* [Aim] Scale the listing below by rewriting every line, requests included, with each coordinate in the answers multiplied by 1.7. Round the results to whole numbers, with halves rounded up.

[Coordinate annotation entries]
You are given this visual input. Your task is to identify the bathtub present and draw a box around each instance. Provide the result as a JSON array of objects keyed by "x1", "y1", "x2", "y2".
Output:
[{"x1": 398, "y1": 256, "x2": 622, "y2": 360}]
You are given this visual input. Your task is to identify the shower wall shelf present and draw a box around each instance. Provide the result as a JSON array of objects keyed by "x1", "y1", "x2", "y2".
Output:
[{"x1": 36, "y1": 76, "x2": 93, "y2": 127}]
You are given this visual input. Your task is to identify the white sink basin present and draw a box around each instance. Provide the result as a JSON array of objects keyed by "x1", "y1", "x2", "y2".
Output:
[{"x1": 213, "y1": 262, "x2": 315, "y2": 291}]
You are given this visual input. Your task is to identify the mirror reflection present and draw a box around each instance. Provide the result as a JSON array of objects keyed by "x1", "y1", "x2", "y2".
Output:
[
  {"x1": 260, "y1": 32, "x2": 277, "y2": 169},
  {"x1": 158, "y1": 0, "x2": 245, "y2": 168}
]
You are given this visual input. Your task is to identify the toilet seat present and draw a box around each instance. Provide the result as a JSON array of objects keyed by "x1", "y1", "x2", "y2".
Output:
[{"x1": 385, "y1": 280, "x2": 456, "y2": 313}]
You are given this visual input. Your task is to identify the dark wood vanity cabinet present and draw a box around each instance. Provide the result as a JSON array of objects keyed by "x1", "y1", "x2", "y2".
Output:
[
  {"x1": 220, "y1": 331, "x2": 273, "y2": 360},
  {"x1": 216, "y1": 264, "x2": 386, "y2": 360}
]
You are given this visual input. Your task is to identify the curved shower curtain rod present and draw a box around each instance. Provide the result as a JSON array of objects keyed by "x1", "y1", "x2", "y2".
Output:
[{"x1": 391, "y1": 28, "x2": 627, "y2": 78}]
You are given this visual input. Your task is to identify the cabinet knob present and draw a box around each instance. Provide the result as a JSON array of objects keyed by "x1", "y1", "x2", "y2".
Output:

* [Answer to the problem]
You are given this visual input. Your task is to identify the bathtub present and draw a box around each instance. Provide the result as a JSON array of objects keyed by "x1", "y1", "x2", "y2".
Output:
[{"x1": 677, "y1": 435, "x2": 1057, "y2": 612}]
You are given this visual input. Your task is to identify the shower wall shelf present and draw a box around each instance. Provide the result as a JSON array of objects keyed by "x1", "y1", "x2", "y2".
Output:
[{"x1": 61, "y1": 129, "x2": 158, "y2": 216}]
You are given this visual input. Your task is to identify the white sink basin present and draw a box around each instance. Provide the result as a JSON array of objects keyed by "x1", "y1", "x2", "y2".
Output:
[{"x1": 362, "y1": 445, "x2": 536, "y2": 495}]
You are given this visual input. Your task is to identify the mirror reflection present and draw a box around each instance. Provide the result as a JSON array of objects keyed by "x1", "y1", "x2", "y2".
Output:
[
  {"x1": 442, "y1": 54, "x2": 471, "y2": 287},
  {"x1": 269, "y1": 0, "x2": 417, "y2": 286}
]
You are given this visual input. Your task is to identify the toilet seat present and draw a box around each instance. Provide the result as a JSON array of objects keyed by "x1", "y1", "x2", "y2".
Output:
[{"x1": 655, "y1": 476, "x2": 775, "y2": 532}]
You are given this visual input. Your task is to identify the dark wood vanity cabinet present and draw a box around each instance. Provide the result as a JSON array of objects keyed by "x1", "y1", "x2", "y2".
Output:
[
  {"x1": 374, "y1": 563, "x2": 464, "y2": 612},
  {"x1": 367, "y1": 449, "x2": 656, "y2": 612}
]
You are given this visual input. Your task is to identify the curved shower curtain rod present and draw a box around each instance. Provide the result as a JSON array of objects keyed by "x1", "y1", "x2", "y2".
Output:
[{"x1": 665, "y1": 48, "x2": 1066, "y2": 133}]
You are given this visual input. Your task is to identify the cabinet knob present and draw a box around each instance. Provide the result as a JSON array of objects keyed by "x1", "y1", "x2", "y2".
Output:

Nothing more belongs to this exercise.